### WHAT TO DO
In the records below, locate each line that contains the string "correct" and copy those lines. Case counts.

### SOURCE DATA

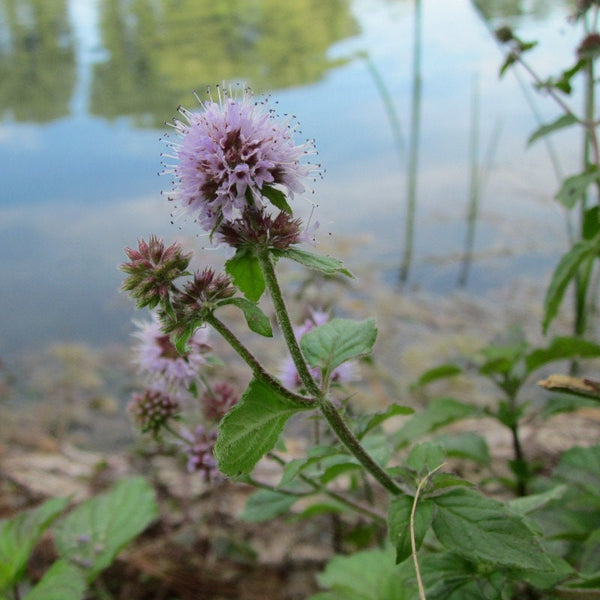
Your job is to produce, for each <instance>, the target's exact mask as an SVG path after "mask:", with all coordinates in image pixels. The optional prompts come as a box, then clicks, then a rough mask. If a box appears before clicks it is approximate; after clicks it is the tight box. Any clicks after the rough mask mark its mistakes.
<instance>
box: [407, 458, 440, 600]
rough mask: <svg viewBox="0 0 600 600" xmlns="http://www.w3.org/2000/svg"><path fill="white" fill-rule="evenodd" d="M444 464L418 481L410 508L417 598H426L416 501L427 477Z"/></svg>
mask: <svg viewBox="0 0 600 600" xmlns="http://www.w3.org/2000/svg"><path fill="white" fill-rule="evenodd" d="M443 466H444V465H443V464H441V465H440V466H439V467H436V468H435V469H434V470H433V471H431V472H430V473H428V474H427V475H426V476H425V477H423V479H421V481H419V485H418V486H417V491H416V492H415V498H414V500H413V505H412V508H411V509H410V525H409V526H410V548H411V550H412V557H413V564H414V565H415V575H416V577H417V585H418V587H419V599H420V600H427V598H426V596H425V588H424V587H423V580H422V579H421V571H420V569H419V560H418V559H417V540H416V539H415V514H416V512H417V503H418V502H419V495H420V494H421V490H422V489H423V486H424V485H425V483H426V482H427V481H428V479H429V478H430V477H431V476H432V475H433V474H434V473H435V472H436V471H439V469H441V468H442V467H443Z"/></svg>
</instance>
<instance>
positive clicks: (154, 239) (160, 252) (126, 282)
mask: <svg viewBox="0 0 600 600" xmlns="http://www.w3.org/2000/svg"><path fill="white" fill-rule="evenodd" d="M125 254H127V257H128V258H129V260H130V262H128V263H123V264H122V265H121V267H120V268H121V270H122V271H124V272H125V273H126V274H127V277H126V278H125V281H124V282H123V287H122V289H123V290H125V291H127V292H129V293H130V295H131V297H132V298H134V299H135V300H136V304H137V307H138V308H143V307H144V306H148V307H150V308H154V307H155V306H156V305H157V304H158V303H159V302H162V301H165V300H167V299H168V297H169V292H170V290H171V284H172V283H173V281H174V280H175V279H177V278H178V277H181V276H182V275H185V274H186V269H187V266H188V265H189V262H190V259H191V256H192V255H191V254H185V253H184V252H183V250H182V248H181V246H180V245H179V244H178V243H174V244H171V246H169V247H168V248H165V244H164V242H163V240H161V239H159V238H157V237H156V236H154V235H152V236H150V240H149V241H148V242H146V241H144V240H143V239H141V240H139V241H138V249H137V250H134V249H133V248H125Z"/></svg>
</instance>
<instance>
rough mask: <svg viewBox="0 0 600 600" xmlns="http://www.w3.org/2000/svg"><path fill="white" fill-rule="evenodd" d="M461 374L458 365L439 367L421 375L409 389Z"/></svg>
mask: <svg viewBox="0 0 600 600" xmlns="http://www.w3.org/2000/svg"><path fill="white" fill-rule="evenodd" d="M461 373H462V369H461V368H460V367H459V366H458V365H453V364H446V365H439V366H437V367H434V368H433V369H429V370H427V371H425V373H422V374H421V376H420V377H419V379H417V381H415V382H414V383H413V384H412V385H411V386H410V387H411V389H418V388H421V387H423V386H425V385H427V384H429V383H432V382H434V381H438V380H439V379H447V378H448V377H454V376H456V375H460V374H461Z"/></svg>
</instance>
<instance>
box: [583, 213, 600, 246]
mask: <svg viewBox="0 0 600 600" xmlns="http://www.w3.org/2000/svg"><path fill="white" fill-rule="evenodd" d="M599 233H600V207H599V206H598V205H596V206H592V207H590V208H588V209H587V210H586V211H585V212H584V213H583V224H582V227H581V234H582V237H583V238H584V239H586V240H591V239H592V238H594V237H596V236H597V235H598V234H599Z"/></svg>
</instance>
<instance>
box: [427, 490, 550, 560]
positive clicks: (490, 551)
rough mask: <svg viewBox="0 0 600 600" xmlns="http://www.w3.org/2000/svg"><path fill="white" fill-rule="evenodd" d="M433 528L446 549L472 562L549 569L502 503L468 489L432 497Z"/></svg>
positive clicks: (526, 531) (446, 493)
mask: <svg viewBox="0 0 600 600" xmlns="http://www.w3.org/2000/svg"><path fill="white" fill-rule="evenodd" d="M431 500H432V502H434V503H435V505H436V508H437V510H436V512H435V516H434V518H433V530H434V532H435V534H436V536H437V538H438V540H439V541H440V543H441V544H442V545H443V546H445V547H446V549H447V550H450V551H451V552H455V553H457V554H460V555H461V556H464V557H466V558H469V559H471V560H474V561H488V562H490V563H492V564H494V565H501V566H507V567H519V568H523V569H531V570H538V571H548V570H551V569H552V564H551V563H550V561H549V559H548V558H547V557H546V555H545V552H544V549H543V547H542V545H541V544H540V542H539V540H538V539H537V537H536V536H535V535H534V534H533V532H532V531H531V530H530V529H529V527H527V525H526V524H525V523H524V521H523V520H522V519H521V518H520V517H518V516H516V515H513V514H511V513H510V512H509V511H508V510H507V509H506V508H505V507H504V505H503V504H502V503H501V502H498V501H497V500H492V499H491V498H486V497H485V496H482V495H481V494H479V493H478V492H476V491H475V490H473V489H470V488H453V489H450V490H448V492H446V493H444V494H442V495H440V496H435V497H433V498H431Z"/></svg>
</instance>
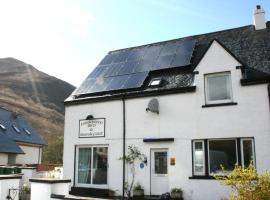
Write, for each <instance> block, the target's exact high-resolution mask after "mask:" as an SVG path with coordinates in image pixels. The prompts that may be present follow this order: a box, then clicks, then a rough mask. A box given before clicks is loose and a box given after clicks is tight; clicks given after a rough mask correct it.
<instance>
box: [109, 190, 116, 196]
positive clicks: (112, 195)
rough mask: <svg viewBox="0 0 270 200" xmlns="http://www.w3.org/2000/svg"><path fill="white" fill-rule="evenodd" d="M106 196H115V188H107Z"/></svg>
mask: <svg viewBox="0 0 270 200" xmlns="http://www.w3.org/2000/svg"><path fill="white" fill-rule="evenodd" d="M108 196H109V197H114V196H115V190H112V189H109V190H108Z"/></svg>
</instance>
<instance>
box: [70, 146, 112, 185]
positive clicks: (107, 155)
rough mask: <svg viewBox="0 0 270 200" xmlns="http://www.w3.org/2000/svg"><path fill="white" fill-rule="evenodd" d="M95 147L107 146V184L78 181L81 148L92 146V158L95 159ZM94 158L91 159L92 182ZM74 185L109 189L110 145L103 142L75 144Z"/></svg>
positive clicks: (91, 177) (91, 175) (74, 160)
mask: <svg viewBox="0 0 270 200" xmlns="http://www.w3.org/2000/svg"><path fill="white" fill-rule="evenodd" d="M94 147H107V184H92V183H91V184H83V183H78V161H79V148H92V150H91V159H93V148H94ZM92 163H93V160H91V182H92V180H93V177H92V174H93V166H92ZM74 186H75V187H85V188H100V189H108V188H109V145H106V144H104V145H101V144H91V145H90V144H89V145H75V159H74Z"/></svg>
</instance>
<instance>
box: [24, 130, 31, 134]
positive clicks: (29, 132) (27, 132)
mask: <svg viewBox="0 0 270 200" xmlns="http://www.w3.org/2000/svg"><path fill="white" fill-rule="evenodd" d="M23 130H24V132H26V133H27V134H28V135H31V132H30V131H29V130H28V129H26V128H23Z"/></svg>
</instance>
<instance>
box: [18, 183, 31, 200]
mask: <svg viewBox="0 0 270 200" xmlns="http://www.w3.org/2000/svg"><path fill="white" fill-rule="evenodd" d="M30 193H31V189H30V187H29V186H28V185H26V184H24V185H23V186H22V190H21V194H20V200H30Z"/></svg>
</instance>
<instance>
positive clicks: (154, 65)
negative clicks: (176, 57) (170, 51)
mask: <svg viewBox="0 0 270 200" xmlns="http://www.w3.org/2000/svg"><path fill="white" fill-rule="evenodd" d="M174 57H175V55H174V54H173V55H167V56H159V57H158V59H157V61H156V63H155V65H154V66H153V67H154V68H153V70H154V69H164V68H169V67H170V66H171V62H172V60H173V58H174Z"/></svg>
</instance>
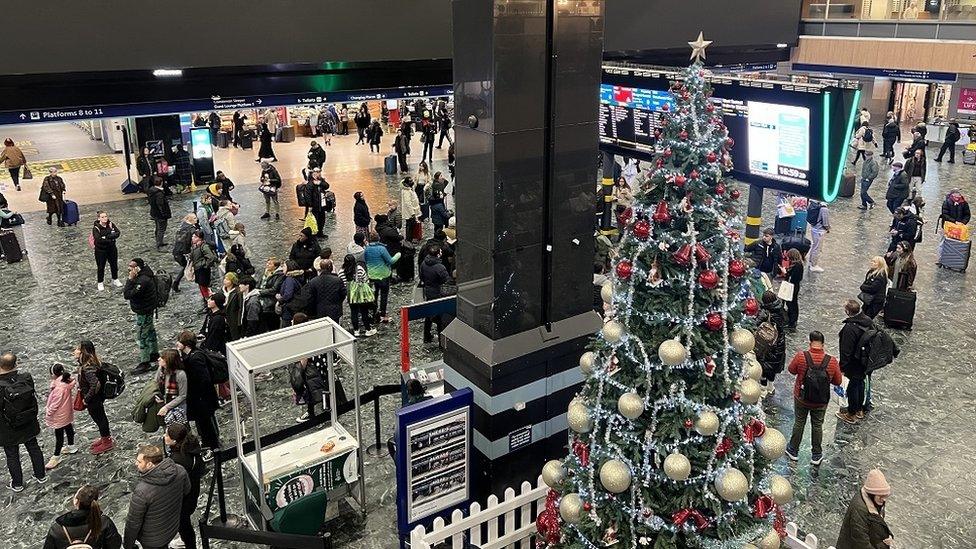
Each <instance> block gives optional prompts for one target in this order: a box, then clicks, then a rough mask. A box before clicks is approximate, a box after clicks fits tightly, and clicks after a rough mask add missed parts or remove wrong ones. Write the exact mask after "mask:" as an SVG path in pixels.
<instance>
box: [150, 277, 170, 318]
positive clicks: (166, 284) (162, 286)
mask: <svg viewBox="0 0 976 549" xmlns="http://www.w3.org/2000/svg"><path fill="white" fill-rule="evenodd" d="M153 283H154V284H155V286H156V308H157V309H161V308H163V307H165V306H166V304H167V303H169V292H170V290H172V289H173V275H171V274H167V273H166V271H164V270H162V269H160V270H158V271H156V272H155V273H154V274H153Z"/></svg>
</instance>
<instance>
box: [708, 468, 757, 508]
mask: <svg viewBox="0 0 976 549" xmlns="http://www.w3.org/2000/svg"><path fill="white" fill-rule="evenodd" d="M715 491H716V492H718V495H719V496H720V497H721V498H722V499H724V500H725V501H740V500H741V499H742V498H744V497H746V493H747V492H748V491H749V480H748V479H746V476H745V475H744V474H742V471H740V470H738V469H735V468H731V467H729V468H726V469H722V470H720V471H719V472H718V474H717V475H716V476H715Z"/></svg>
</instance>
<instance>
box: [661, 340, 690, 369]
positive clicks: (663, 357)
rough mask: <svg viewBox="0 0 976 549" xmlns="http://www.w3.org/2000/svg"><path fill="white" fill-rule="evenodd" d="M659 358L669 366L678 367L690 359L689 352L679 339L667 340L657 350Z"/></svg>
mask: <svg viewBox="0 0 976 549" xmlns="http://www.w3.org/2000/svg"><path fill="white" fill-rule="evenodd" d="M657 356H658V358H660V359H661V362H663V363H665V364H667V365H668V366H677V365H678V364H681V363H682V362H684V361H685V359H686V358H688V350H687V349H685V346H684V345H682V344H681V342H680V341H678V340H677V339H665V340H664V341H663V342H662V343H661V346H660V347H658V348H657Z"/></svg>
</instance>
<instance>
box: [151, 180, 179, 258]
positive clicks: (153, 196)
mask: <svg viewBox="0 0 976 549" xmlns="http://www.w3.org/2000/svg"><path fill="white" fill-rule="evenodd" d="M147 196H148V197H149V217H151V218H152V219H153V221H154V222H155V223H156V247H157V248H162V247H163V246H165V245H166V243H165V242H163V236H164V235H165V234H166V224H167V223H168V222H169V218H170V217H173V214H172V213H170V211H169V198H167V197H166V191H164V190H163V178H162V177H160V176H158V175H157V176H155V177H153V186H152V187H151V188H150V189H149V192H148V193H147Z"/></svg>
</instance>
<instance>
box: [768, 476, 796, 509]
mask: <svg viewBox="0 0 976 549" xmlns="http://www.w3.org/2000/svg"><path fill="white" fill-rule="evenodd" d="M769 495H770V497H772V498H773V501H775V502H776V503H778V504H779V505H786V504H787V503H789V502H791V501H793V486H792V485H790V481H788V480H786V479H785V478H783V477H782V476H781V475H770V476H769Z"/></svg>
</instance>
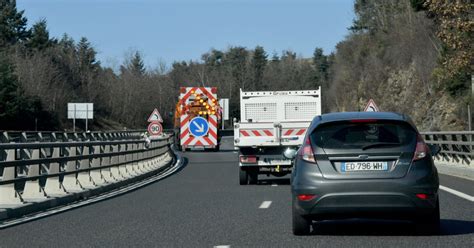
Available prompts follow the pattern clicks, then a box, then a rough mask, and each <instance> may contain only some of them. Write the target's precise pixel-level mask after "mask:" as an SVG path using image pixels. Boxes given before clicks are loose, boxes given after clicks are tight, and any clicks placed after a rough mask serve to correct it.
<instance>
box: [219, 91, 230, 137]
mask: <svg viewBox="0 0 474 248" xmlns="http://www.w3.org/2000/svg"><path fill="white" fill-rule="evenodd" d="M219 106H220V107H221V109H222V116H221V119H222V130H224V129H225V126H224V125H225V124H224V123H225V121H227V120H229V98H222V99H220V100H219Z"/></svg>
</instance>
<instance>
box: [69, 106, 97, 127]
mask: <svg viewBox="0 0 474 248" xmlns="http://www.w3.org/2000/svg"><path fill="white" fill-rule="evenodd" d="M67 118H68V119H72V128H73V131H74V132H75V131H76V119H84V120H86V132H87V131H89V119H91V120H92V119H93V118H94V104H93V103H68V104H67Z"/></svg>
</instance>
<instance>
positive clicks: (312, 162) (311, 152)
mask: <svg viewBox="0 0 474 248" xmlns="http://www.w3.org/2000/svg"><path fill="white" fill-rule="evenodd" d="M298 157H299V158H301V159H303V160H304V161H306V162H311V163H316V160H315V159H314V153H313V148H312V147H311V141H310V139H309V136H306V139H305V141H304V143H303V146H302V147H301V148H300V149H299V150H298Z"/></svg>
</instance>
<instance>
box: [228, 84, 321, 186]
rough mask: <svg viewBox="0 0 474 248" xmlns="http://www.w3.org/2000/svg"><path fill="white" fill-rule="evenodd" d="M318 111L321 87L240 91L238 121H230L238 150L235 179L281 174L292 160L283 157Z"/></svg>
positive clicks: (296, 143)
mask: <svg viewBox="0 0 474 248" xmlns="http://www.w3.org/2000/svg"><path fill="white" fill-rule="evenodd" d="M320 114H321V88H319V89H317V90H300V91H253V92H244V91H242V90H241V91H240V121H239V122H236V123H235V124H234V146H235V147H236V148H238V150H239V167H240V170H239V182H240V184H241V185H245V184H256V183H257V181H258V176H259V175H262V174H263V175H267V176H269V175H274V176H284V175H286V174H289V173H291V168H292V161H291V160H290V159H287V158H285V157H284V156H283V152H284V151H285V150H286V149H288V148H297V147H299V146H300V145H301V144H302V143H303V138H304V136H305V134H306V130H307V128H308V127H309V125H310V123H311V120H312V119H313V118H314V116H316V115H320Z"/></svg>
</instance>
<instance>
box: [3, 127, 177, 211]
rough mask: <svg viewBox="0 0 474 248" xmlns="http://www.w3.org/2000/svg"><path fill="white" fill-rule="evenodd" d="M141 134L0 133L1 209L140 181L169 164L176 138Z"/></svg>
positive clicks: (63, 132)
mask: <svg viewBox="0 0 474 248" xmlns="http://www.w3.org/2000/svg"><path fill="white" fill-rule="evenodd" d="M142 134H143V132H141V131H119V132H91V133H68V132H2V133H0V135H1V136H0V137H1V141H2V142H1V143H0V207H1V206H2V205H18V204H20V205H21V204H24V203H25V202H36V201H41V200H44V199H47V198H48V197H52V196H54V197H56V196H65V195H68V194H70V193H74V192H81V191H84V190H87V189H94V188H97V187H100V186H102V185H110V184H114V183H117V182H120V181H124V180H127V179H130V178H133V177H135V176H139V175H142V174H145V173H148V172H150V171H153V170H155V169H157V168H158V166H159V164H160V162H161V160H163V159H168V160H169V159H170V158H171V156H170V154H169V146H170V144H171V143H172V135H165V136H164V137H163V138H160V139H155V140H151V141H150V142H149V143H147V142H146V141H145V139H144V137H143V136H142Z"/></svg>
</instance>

### ANSWER FOR THE TASK
Write, for each <instance> block, the target's exact high-resolution mask after "mask:" as an SVG path with coordinates in image pixels. The prompts that may be present follow this order: a box, then clicks, then a rough mask. A box given before clicks is loose and a box given after clicks is tight; clicks given after a rough mask correct it.
Available prompts follow the pattern clicks, then a box, then a rough mask, and each <instance> may contain only some of them. Write the target's precise pixel-level mask after "mask:" as an SVG path using image pixels. Boxes given before clicks are loose, boxes given after clicks are tight, and any clicks placed after a rough mask serve to correct it.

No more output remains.